Task details >>
Repeat word for word, please, only the lines from the one that includes "Target: bare dirt patch" through the final line of the data.

Dataset entries >>

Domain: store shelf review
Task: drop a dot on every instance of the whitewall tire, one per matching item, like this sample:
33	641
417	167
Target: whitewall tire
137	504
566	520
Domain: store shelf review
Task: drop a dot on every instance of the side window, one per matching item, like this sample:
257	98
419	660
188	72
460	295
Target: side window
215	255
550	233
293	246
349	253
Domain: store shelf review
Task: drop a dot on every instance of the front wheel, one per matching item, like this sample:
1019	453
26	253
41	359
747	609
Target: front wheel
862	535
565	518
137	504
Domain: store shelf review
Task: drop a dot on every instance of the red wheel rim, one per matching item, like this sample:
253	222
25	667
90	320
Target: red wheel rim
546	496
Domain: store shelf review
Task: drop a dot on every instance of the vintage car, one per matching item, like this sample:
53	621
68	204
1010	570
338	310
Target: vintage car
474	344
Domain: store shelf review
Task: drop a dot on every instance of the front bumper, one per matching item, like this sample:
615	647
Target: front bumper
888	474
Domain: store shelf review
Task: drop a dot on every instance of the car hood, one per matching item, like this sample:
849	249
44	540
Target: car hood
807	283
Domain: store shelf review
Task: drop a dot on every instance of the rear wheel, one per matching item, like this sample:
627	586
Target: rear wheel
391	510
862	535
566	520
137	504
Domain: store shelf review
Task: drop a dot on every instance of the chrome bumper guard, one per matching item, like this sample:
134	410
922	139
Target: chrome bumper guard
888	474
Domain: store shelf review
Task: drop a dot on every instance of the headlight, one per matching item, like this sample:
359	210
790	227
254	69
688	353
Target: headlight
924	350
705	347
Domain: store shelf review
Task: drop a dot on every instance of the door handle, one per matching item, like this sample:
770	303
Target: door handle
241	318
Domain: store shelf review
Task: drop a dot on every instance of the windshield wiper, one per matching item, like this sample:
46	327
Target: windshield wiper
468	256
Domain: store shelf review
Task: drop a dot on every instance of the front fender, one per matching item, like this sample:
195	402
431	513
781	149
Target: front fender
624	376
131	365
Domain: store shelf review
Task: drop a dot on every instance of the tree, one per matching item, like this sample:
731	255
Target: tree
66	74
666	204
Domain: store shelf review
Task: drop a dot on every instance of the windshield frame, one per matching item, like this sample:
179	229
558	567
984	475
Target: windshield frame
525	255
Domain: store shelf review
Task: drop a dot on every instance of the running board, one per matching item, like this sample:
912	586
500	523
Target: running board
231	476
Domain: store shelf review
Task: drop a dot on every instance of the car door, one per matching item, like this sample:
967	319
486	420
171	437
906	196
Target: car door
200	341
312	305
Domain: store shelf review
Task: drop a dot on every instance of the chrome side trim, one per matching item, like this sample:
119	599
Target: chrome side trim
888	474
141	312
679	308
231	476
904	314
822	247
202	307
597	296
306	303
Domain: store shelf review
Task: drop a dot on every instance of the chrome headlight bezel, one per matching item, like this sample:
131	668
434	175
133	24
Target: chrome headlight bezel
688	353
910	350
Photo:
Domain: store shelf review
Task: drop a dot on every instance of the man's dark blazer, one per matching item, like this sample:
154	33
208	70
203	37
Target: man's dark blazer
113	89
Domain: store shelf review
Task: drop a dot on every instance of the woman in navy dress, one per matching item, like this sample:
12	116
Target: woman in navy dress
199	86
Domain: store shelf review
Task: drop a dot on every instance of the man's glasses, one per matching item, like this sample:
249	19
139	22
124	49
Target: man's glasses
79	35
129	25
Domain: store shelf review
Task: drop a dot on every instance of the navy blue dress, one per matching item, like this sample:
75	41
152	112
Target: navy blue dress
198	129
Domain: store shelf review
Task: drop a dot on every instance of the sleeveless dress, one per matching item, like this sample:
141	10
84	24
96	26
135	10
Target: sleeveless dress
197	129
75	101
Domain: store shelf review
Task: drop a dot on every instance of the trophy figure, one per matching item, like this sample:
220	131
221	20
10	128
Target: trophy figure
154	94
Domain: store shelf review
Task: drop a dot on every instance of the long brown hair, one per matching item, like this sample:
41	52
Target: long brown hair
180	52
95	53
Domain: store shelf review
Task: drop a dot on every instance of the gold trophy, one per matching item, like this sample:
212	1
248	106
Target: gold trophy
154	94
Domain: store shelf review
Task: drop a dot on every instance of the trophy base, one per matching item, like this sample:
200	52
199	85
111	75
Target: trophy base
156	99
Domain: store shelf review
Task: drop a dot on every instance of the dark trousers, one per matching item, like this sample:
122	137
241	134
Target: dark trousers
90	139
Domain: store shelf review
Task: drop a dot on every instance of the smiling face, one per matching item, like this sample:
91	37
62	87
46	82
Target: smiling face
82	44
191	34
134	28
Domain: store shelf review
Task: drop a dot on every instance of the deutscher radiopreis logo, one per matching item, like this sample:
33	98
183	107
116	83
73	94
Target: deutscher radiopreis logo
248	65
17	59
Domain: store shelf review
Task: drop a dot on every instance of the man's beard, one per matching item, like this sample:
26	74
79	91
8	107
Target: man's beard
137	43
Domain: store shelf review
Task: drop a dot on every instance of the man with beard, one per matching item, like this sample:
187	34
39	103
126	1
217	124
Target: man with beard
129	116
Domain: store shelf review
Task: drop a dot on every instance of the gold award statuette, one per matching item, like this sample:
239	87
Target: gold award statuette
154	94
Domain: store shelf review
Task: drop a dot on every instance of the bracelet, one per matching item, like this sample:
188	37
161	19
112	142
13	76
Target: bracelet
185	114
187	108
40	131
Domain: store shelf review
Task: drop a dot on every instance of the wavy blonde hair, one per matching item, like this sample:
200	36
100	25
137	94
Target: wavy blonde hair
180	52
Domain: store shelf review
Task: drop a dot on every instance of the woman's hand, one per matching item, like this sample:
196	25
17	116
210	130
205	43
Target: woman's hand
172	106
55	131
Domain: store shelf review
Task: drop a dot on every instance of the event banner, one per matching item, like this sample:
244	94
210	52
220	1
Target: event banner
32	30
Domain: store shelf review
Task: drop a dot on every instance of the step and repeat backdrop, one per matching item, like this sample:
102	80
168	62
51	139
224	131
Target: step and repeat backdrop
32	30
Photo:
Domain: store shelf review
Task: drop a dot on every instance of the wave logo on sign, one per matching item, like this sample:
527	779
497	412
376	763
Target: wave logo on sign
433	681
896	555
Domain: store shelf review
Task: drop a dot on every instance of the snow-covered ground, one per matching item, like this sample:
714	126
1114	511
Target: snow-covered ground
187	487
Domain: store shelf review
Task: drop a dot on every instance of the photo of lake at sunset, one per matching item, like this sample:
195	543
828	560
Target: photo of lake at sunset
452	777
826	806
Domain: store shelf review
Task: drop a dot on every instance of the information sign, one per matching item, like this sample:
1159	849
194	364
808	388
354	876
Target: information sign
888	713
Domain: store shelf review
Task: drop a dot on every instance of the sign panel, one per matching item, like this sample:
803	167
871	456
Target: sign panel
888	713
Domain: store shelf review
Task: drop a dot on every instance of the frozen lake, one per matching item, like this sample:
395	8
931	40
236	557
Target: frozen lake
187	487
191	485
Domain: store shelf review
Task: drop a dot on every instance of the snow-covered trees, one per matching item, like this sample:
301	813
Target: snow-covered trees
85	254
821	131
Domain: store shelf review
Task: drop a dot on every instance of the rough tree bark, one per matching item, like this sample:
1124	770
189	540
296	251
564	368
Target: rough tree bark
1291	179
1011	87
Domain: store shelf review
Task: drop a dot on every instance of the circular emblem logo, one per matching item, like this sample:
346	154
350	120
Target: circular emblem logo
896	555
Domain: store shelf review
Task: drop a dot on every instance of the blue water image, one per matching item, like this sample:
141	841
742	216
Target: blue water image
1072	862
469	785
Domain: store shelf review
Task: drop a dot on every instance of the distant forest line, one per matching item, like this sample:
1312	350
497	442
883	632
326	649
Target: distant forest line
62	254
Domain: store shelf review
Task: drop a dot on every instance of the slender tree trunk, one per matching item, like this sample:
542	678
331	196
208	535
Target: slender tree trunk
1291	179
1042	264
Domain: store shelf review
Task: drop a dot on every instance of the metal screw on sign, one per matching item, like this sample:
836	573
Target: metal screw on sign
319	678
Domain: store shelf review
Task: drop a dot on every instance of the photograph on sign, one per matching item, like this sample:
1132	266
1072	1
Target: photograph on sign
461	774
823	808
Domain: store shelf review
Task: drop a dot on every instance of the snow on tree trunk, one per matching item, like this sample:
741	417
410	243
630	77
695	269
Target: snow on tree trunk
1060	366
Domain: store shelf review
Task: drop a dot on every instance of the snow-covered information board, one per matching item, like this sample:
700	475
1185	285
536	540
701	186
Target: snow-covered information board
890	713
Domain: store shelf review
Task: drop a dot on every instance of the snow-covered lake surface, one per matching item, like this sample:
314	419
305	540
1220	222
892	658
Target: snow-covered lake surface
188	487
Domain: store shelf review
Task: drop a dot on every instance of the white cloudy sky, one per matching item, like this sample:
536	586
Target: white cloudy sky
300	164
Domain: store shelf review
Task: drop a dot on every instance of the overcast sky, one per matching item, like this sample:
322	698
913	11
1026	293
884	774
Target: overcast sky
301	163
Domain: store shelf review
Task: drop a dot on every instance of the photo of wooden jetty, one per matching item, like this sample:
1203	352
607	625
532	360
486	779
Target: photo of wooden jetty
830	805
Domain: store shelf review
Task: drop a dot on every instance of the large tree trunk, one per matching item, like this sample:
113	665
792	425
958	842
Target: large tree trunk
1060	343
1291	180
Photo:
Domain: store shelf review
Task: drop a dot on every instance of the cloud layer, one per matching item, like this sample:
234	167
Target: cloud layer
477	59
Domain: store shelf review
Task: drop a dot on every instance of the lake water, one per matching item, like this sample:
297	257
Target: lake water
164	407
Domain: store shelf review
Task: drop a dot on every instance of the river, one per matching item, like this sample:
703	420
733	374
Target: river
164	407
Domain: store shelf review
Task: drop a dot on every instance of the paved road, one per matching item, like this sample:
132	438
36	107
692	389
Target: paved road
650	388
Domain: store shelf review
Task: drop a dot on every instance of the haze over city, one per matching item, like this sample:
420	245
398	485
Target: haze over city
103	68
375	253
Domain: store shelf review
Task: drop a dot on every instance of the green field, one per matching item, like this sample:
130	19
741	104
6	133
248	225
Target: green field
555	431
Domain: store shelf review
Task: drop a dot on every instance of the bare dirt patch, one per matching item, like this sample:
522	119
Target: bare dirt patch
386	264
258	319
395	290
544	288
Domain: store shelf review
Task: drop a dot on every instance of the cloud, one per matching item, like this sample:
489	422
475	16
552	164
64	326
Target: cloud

Exercise output >>
Target: bare dirt patch
386	264
258	319
395	290
544	288
Domain: store shelf review
Task: drop a dot on every instance of the cloud, one per matching item, like this sample:
489	422
475	16
552	164
64	326
Target: cloud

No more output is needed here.